[BEGIN TASK MATERIAL]
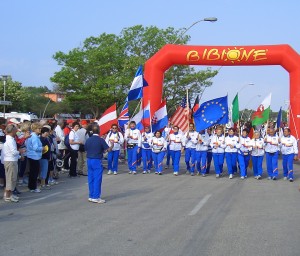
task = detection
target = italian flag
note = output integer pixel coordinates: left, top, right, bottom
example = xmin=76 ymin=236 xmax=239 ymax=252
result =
xmin=251 ymin=93 xmax=272 ymax=125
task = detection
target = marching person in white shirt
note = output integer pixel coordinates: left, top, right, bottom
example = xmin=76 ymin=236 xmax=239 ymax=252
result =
xmin=124 ymin=121 xmax=142 ymax=174
xmin=210 ymin=126 xmax=226 ymax=178
xmin=251 ymin=131 xmax=265 ymax=180
xmin=225 ymin=128 xmax=239 ymax=179
xmin=196 ymin=130 xmax=210 ymax=177
xmin=105 ymin=124 xmax=124 ymax=175
xmin=150 ymin=131 xmax=167 ymax=175
xmin=280 ymin=127 xmax=298 ymax=182
xmin=237 ymin=128 xmax=252 ymax=180
xmin=265 ymin=128 xmax=280 ymax=180
xmin=184 ymin=124 xmax=198 ymax=176
xmin=169 ymin=126 xmax=185 ymax=176
xmin=142 ymin=126 xmax=153 ymax=174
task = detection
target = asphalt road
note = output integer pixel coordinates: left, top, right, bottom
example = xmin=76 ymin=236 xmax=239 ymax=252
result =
xmin=0 ymin=158 xmax=300 ymax=256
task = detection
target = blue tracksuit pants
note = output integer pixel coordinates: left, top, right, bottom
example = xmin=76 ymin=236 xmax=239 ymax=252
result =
xmin=238 ymin=153 xmax=250 ymax=177
xmin=212 ymin=153 xmax=224 ymax=174
xmin=185 ymin=148 xmax=196 ymax=173
xmin=252 ymin=156 xmax=264 ymax=177
xmin=225 ymin=152 xmax=237 ymax=174
xmin=282 ymin=154 xmax=295 ymax=179
xmin=266 ymin=151 xmax=278 ymax=178
xmin=196 ymin=151 xmax=207 ymax=174
xmin=87 ymin=158 xmax=103 ymax=199
xmin=127 ymin=145 xmax=138 ymax=171
xmin=152 ymin=151 xmax=165 ymax=173
xmin=142 ymin=148 xmax=152 ymax=171
xmin=107 ymin=150 xmax=120 ymax=172
xmin=170 ymin=150 xmax=181 ymax=172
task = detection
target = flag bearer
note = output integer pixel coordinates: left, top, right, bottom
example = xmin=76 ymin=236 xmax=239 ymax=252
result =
xmin=280 ymin=127 xmax=298 ymax=182
xmin=169 ymin=126 xmax=185 ymax=176
xmin=251 ymin=131 xmax=265 ymax=180
xmin=196 ymin=130 xmax=210 ymax=177
xmin=142 ymin=126 xmax=153 ymax=174
xmin=185 ymin=124 xmax=198 ymax=176
xmin=237 ymin=128 xmax=252 ymax=180
xmin=225 ymin=128 xmax=239 ymax=179
xmin=210 ymin=126 xmax=226 ymax=178
xmin=125 ymin=121 xmax=142 ymax=174
xmin=265 ymin=128 xmax=280 ymax=180
xmin=150 ymin=131 xmax=167 ymax=175
xmin=105 ymin=124 xmax=124 ymax=175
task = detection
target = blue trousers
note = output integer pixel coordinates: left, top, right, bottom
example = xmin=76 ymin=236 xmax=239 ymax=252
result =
xmin=170 ymin=150 xmax=181 ymax=172
xmin=196 ymin=151 xmax=207 ymax=174
xmin=127 ymin=146 xmax=138 ymax=171
xmin=107 ymin=150 xmax=120 ymax=172
xmin=266 ymin=151 xmax=278 ymax=178
xmin=87 ymin=158 xmax=103 ymax=199
xmin=152 ymin=152 xmax=165 ymax=173
xmin=185 ymin=148 xmax=196 ymax=173
xmin=282 ymin=154 xmax=295 ymax=179
xmin=166 ymin=145 xmax=171 ymax=166
xmin=212 ymin=153 xmax=224 ymax=174
xmin=225 ymin=152 xmax=237 ymax=174
xmin=142 ymin=148 xmax=152 ymax=171
xmin=206 ymin=151 xmax=212 ymax=173
xmin=252 ymin=156 xmax=264 ymax=177
xmin=238 ymin=154 xmax=250 ymax=177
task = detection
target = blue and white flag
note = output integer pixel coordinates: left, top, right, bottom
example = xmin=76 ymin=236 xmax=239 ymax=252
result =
xmin=118 ymin=101 xmax=129 ymax=132
xmin=194 ymin=96 xmax=229 ymax=132
xmin=152 ymin=100 xmax=168 ymax=132
xmin=127 ymin=65 xmax=148 ymax=101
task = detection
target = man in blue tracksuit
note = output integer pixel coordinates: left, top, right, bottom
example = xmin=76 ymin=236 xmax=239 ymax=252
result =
xmin=124 ymin=121 xmax=142 ymax=174
xmin=280 ymin=127 xmax=298 ymax=182
xmin=184 ymin=124 xmax=198 ymax=176
xmin=265 ymin=128 xmax=279 ymax=180
xmin=84 ymin=124 xmax=114 ymax=204
xmin=142 ymin=126 xmax=153 ymax=174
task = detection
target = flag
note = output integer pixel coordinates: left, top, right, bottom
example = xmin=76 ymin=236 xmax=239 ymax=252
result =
xmin=118 ymin=101 xmax=129 ymax=132
xmin=194 ymin=96 xmax=229 ymax=132
xmin=193 ymin=95 xmax=199 ymax=113
xmin=98 ymin=103 xmax=117 ymax=135
xmin=152 ymin=100 xmax=168 ymax=132
xmin=232 ymin=94 xmax=240 ymax=123
xmin=251 ymin=93 xmax=272 ymax=125
xmin=130 ymin=103 xmax=150 ymax=131
xmin=276 ymin=107 xmax=282 ymax=129
xmin=170 ymin=98 xmax=189 ymax=132
xmin=127 ymin=65 xmax=148 ymax=101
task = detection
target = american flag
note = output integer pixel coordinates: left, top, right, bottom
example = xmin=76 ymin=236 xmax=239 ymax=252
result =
[END TASK MATERIAL]
PROBLEM:
How many lines of the listing contain the string "blue"? Case counts; reply with the number alone.

COMPLETED TASK:
4